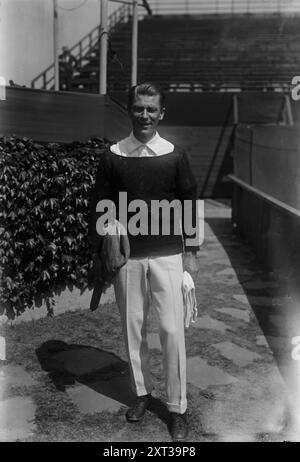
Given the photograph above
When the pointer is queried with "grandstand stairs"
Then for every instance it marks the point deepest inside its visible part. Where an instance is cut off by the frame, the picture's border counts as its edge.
(216, 52)
(193, 57)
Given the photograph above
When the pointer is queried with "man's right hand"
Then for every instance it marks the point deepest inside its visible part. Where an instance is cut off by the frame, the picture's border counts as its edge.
(95, 272)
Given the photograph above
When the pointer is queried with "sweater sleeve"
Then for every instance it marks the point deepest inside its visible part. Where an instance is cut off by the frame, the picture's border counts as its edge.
(101, 190)
(186, 192)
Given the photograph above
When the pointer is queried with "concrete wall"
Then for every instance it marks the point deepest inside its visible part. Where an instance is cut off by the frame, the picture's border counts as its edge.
(267, 158)
(272, 230)
(26, 33)
(60, 116)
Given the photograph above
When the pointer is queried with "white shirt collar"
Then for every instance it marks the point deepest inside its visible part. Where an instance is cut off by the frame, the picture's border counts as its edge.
(130, 146)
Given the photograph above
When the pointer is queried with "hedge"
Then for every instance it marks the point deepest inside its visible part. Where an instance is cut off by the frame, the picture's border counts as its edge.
(44, 195)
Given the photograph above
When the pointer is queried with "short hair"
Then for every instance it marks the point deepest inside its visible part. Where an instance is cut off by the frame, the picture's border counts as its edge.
(148, 89)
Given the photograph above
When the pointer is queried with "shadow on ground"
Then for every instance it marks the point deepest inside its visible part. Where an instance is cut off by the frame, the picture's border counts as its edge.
(102, 371)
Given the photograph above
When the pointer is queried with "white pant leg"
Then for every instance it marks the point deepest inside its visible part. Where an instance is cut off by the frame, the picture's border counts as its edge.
(165, 279)
(131, 290)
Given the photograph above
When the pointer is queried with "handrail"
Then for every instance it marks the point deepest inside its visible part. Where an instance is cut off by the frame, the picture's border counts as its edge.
(171, 7)
(85, 46)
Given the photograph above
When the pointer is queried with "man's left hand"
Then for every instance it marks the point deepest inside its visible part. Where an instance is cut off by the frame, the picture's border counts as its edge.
(191, 263)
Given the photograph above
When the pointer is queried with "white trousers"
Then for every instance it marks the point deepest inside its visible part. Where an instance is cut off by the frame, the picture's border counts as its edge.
(156, 281)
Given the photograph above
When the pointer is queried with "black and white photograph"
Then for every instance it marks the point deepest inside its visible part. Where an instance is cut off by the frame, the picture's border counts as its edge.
(149, 223)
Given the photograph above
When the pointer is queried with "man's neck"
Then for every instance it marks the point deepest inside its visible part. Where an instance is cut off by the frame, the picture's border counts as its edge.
(144, 139)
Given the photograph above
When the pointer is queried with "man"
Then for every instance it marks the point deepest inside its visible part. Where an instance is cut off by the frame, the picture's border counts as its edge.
(146, 167)
(67, 65)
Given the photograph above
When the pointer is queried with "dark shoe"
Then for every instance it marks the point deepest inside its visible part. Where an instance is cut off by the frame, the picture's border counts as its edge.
(178, 427)
(137, 412)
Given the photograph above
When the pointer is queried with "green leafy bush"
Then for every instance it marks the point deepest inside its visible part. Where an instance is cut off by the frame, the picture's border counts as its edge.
(44, 194)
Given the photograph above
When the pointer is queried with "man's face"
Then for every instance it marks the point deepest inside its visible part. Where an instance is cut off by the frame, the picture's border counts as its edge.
(145, 113)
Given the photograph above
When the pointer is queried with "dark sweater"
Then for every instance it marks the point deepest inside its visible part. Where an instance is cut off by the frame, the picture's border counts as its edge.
(168, 177)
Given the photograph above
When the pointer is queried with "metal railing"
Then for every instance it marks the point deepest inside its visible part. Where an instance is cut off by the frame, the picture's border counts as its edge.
(223, 6)
(82, 49)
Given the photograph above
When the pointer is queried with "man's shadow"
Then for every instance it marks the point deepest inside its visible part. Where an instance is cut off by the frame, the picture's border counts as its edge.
(102, 371)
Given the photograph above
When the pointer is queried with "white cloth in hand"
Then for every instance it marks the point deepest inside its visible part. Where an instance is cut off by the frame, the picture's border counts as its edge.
(189, 299)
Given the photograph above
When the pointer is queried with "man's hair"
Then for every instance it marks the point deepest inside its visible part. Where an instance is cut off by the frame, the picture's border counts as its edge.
(148, 89)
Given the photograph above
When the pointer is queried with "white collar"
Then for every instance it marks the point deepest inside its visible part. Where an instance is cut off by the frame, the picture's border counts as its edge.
(128, 145)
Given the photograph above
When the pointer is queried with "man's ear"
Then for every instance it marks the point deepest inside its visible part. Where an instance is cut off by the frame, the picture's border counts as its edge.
(162, 113)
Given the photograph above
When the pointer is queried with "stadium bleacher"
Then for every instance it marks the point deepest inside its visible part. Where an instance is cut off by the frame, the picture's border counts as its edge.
(197, 53)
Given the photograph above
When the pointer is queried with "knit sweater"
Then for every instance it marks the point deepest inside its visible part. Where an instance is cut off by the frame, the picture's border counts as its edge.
(167, 177)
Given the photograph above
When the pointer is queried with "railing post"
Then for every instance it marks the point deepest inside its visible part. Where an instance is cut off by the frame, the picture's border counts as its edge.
(134, 45)
(103, 49)
(80, 53)
(55, 45)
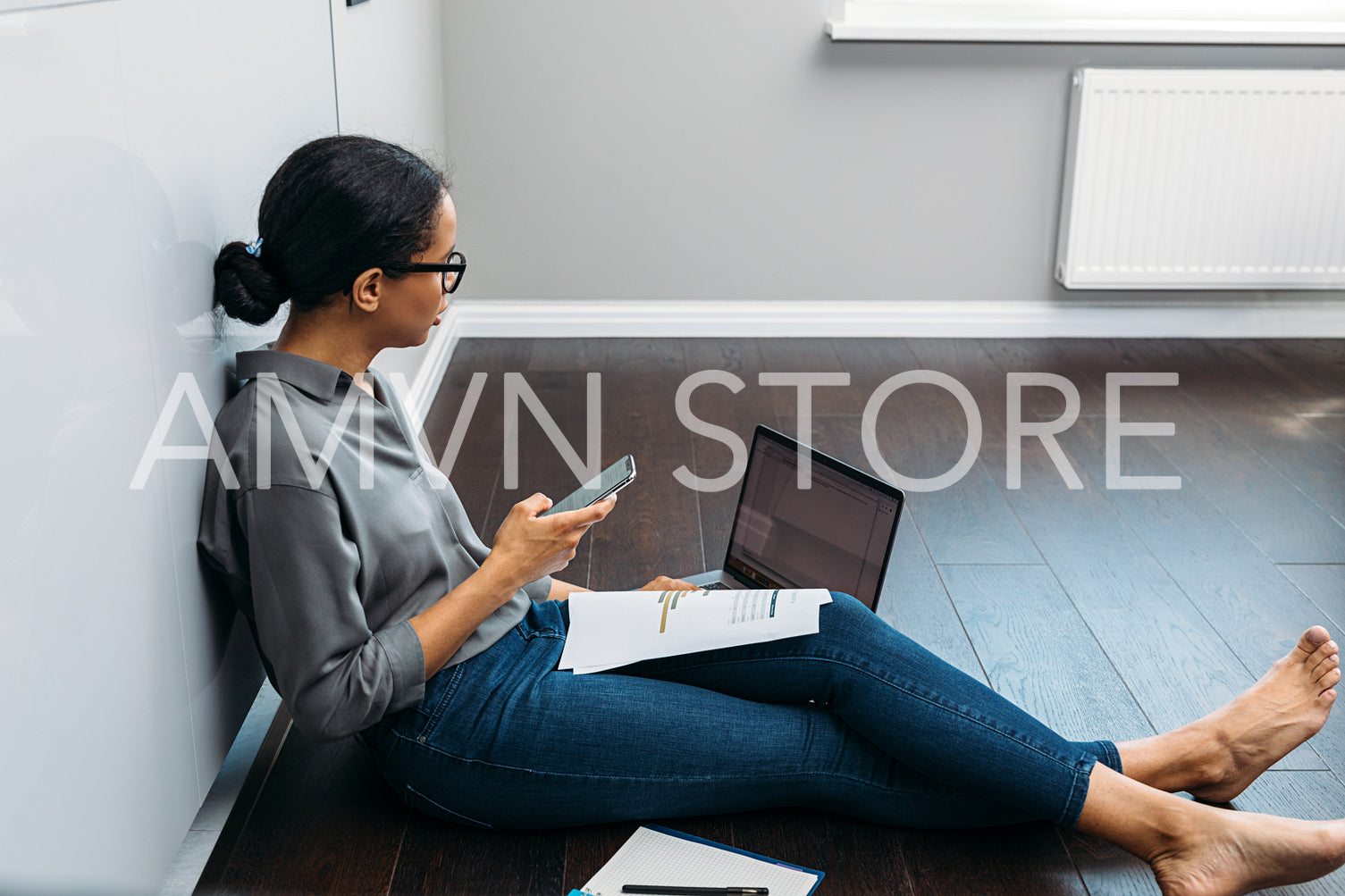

* [EXERCISE] Gather every line in the data above that contains the string "railing" and copy each one in full. Case counts when matching.

* [SOLUTION TO THIS TASK]
When the pointer is queried with "metal railing"
When the pointer is queried with "railing post"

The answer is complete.